[Bounding-box listing]
###

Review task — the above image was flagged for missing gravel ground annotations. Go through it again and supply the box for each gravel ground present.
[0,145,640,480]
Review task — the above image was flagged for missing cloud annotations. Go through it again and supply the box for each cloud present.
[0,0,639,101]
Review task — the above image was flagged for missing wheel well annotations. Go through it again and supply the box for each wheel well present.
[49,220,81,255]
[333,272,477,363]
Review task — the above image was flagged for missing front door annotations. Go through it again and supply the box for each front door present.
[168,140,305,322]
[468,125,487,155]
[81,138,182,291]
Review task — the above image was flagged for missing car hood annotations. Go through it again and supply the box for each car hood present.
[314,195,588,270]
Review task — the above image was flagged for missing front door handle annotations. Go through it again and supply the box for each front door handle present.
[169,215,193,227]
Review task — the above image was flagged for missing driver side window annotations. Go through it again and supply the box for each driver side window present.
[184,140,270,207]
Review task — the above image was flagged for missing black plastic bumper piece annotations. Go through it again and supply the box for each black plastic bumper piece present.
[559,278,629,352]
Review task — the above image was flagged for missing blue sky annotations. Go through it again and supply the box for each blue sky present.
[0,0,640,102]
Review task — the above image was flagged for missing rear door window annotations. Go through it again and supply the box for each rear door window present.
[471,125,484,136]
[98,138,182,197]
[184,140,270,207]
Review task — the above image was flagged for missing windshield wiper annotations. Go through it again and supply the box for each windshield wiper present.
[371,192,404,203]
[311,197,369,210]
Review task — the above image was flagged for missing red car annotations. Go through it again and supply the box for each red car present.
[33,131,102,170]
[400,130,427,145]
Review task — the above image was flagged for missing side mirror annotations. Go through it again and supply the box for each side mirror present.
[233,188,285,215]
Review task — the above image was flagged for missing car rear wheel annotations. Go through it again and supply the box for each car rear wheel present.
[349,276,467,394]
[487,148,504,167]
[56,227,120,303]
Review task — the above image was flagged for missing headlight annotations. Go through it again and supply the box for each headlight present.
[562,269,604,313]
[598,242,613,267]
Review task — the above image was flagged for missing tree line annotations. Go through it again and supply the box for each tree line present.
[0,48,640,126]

###

## [Stated goal]
Reproduce the entire listing above, every line unchanged and in the same order.

## [Reply to the exercise]
Review task — the above image was flagged for missing gravel ground annotations. Go through it again and supply the box for each gravel ground present.
[0,145,640,480]
Review task — the above image was flagged for missing cloud annotations. Go through it again and supply the box for each cloud present.
[0,0,639,101]
Review task — the above image was flagged for missing wheel well annotations. Go through it again and supply the box for each wheel well present.
[49,220,81,255]
[333,272,477,363]
Review task — the above image was flagged for missing front door annotations. Go through it again and supply the box for each front door present.
[168,140,305,322]
[468,125,487,155]
[81,138,182,291]
Review task — the above image was flagged for missing car hood annotations. Go through it again and supply the box for each car hood present.
[314,195,588,270]
Review task — the above image was flagged for missing front door handle annotations. Go through it again and supply the box for each front door handle present.
[169,215,193,227]
Review task — the above image was flagged for missing driver side window annotations. Go through it again and supply the box for each driver side window present.
[184,140,270,207]
Review task — the above image was flagged for missing black plastic bumper piece annotations. Go through it again and supply the box for each black plastic bumper piece present.
[559,278,629,352]
Review task — the above image was flagged for missing blue sky annotations. Go through it again and supply the box for each blue sky present.
[0,0,640,102]
Review task — the above image was flagged for missing rear door window annotations. Go through it again and supply the box for each rear door window present.
[471,125,484,136]
[98,138,182,197]
[184,140,270,207]
Review task — the above image was flagged for missing windshield wiper annotations. Go through it again and supply the box for each windshield wiper present.
[371,192,404,203]
[311,197,369,210]
Review task — the above image was flagged for missing red car annotations. Go through it again and supply the box for each red car present.
[33,131,102,170]
[400,130,427,145]
Review task — the above image was flagged for missing side mirror annotations. Go through it again and supply the box for each side mirror present.
[233,188,285,215]
Review task — the above image was flagged for missing car rear wheel annotations. Go through it again and supply the box for each car rear wheel present.
[349,276,467,394]
[487,148,504,167]
[56,227,120,303]
Review task — the above image was flagged for missing headlight annotations. Go through it again and supply the box for each headlight present.
[562,269,604,313]
[598,242,613,267]
Review task — the above image was flagged for missing tree line annotations. Go through it again and supply the box for each tree line present.
[0,48,640,126]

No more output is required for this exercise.